───── PASSAGE TO READ

Taganrog II () is a railway station in Taganrog, Rostov oblast, Russia. It is a terminal station for the Rostov-on-Don — Taganrog railway. The station host only suburban trains from Rostov-on-Don. International polytechnic museum is located on the second floor. Among the showpieces of museum there are English projection camera 19th century, soviet television set КVN-49,  radiogram Mir and others.

History 

Two-story station building was built with red brick in 1869 to a design by Sergei Zagoskin. Plaster was not applied. The facade is decorated with ornamental setting. The station building is a classic example of red-brick eclecticism, which was popular in Taganrog and Rostov-on-Don. The construction of the station was funded and managed by a famous businessman Jacob Polyakov. The works with his involvement started on 23 June 1869 and lasted until December 1869.

The building is considered almost pristine to this day. Only a one-story separate annex was lost. Uneven windows, arched oriels, attics are certainly a colorful station feature. Station layout was small, but passengers on platforms were protected by a special appentice from the sun and rain. Station chapel was built to the left of the terminus in 1904. In the 1920s it was destroyed. Station Taganrog II had a  locomotive depot for 12 steam locomotives with outdoor turntable.

──────────
───── STORED ROWS

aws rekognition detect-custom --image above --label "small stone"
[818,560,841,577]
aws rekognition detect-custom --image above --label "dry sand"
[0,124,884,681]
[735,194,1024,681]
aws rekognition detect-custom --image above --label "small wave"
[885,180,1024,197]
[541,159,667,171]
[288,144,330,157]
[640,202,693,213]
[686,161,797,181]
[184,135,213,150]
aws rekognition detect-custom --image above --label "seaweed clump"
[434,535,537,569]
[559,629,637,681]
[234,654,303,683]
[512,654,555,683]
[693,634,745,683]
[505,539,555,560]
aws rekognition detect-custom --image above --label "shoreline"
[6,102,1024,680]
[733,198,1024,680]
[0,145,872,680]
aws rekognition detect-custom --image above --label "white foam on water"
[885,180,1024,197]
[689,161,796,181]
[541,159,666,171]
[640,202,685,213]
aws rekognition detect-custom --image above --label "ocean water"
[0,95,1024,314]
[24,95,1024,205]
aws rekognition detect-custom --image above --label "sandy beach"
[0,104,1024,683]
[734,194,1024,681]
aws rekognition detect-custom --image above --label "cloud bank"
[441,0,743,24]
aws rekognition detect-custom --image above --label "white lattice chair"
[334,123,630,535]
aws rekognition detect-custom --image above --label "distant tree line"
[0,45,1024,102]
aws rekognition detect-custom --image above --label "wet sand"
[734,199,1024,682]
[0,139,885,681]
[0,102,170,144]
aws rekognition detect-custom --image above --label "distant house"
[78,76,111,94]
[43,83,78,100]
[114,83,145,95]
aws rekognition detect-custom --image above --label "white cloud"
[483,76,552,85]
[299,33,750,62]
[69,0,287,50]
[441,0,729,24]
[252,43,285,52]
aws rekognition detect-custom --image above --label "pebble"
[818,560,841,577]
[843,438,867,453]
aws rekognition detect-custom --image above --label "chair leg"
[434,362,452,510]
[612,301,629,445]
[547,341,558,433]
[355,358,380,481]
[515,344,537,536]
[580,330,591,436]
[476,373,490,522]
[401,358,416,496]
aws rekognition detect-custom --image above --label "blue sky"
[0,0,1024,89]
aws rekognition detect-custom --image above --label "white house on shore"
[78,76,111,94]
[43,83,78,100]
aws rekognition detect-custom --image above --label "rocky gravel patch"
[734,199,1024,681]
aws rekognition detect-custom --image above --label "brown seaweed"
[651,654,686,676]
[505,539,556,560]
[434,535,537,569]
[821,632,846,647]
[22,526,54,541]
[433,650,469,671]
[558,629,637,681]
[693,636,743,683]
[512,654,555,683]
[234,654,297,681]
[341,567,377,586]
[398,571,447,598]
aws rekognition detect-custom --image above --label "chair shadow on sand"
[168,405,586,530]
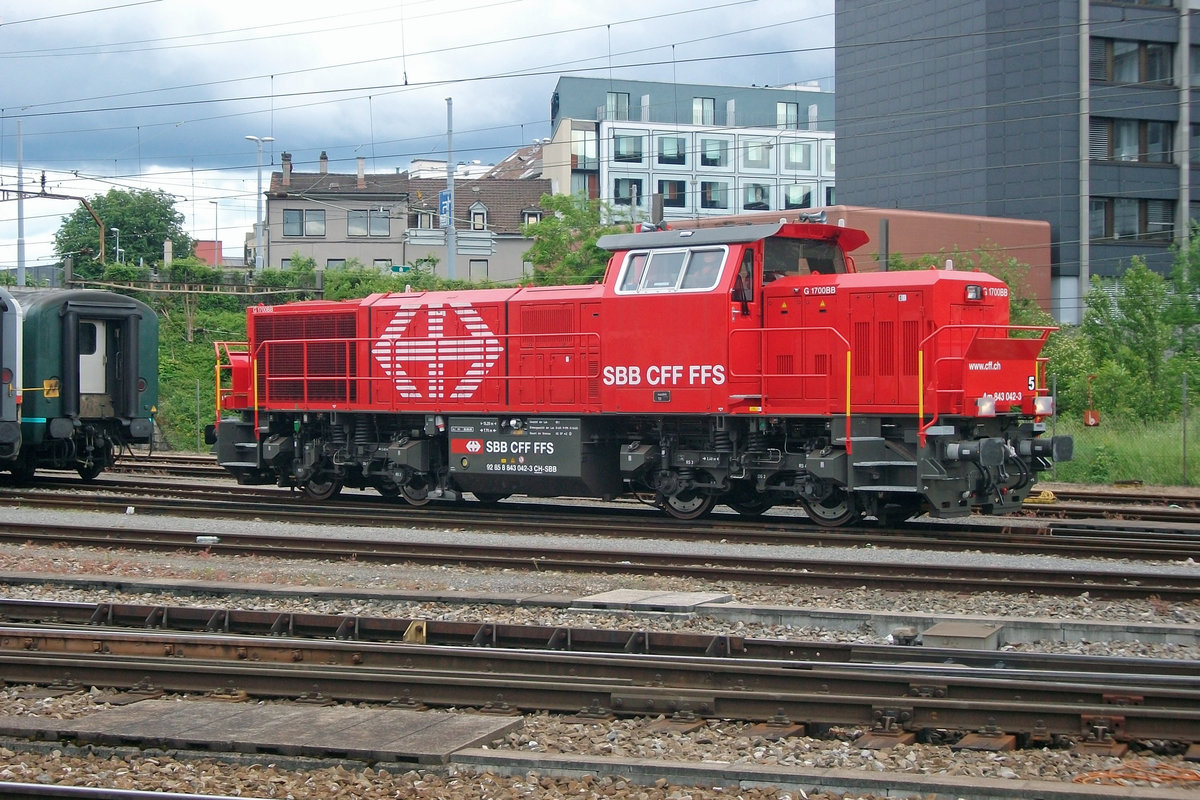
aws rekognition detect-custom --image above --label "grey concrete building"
[542,77,835,221]
[262,154,550,282]
[835,0,1200,321]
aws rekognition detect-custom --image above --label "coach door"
[79,319,113,417]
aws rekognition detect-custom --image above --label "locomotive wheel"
[10,456,37,486]
[400,483,430,506]
[304,473,342,500]
[720,482,775,517]
[659,492,716,519]
[802,489,863,528]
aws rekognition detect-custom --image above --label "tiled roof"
[485,142,541,180]
[269,166,550,234]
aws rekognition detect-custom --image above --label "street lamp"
[209,200,221,266]
[246,136,275,270]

──────────

SET OF TASKS:
1) Translate this sentence from the Taganrog station article into Spanish: "Station chapel was built to the left of the terminus in 1904."
2) Please extract the stretch of the records from their first line through the line that contains "[843,438,867,453]".
The article on the station has no connection to the records.

THE ANSWERS:
1) La capilla de la estación se construyó a la izquierda de la terminal en 1904.

2)
aws rekognition detect-custom --image above --label "small stone"
[818,560,841,577]
aws rekognition detect-custom --image above --label "dry sand"
[0,124,884,681]
[735,194,1024,681]
aws rekognition detect-custom --image above --label "small wave"
[885,180,1024,197]
[541,159,667,171]
[288,144,330,157]
[640,202,693,213]
[686,161,797,181]
[184,135,213,150]
aws rekognition detect-custom --image above --label "seaweed clump"
[434,535,537,569]
[559,629,637,681]
[234,654,303,683]
[512,654,555,683]
[693,634,745,683]
[505,539,555,560]
aws rekognition detect-custom --image above --label "shoreline"
[6,102,1024,680]
[733,198,1024,680]
[0,145,872,680]
aws rekognition detect-custom --image above --label "white foam on water"
[885,180,1024,197]
[689,161,796,181]
[541,159,666,171]
[640,202,685,213]
aws rekognition detect-custom --image above --label "ocean water"
[0,95,1024,314]
[24,95,1024,205]
aws rekognition detect-custom --image above --label "sandy beach"
[0,104,1024,683]
[734,194,1024,681]
aws rekognition detect-custom --image above --label "cloud bank"
[441,0,743,24]
aws rekognition detect-custom --image above --label "white lattice chair"
[334,123,630,535]
aws rekognition detect-custom --image above --label "distant tree line"
[0,45,1024,102]
aws rekognition detect-custom --image above --label "wet sand"
[734,199,1024,682]
[0,139,885,681]
[0,102,170,144]
aws rekognition detect-custom --image above --label "distant house"
[78,76,111,94]
[43,83,78,100]
[114,83,145,95]
aws rekognition detect-custom --image above --label "white cloud"
[483,76,552,85]
[299,33,750,62]
[69,0,287,50]
[441,0,729,24]
[252,43,285,52]
aws rekognition detect-custom --image above --label "pebble"
[818,560,841,577]
[843,438,867,453]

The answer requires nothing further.